## begin Working data

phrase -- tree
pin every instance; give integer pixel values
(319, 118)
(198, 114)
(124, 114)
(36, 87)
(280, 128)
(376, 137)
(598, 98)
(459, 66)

## end Working data

What you are asked to do ::
Please convert the rows above into a two-column CSV with the headers input and output. Give one line per row, with its text and its answer each in a single quoted field and every line break replaced by a space.

Output for this exercise ::
input,output
"phrase -- tree pin every instance; give integer pixel values","(319, 118) (198, 114) (124, 114) (36, 87) (280, 128) (376, 137) (598, 98) (459, 66)"